DIRECTIONS: Look through the entries below for the string "instance", and copy each line where it is found.

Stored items

○ ○ ○ ○ ○ ○ ○

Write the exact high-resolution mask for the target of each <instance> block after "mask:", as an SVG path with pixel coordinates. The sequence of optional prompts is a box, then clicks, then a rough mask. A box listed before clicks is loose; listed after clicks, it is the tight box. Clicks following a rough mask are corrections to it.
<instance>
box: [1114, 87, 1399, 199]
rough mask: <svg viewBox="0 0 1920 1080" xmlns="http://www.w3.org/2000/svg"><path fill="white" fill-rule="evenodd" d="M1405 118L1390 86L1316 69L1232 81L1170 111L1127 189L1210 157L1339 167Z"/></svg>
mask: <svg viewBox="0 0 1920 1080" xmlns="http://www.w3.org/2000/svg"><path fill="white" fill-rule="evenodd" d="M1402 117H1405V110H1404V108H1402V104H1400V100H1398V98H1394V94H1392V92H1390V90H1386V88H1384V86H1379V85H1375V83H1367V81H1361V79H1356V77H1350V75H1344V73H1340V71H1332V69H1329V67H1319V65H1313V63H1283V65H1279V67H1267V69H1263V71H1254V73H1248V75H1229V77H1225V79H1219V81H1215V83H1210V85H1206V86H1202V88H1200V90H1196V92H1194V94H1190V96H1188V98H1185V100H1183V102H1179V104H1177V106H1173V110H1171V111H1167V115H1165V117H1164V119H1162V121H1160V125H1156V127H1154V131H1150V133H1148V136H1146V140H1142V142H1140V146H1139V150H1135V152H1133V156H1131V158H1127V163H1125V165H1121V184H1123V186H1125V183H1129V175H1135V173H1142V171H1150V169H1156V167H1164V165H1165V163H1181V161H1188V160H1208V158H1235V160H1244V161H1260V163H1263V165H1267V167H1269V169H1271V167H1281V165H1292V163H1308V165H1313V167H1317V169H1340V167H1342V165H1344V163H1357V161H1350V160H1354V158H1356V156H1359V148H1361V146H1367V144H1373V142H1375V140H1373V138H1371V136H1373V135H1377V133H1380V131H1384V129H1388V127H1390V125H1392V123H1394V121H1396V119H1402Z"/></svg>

○ ○ ○ ○ ○ ○ ○

ANSWER TO THIS PROBLEM:
Write the exact high-resolution mask for the target of each <instance> block after "mask:", as an SVG path with pixel coordinates. The sequence of optional prompts is a box, then clicks, then a rough mask. A box listed before clicks is loose; listed after clicks, it is the tight box. Clicks following a rough mask are corrections to it.
<instance>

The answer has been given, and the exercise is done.